(EXERCISE PROMPT):
Find each line below that contains the word "plank" and copy those lines.

(GIVEN DATA):
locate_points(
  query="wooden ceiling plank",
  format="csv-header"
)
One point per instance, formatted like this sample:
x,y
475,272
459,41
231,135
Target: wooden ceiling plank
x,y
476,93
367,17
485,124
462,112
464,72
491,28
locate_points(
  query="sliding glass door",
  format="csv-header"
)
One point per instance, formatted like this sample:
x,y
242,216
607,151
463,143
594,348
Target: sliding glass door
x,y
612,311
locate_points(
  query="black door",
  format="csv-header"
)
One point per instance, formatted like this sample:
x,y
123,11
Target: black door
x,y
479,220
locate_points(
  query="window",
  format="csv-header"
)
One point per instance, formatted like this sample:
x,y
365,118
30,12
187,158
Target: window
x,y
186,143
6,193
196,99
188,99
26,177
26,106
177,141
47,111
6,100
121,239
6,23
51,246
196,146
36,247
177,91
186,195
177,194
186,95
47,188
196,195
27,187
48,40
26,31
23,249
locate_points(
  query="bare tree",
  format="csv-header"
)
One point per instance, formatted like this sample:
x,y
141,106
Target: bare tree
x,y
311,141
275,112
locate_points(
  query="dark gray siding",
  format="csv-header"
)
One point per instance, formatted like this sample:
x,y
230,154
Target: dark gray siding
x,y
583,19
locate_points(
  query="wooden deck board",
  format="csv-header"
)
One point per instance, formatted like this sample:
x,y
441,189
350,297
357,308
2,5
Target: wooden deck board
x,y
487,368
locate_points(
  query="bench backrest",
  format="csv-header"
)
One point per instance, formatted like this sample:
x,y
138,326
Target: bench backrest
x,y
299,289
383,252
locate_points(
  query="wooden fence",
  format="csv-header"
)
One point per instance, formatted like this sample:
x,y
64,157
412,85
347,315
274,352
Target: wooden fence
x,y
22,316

(ANSWER FOR THE TASK):
  query="wooden ceiling plank",
Target: wooden ceiling plank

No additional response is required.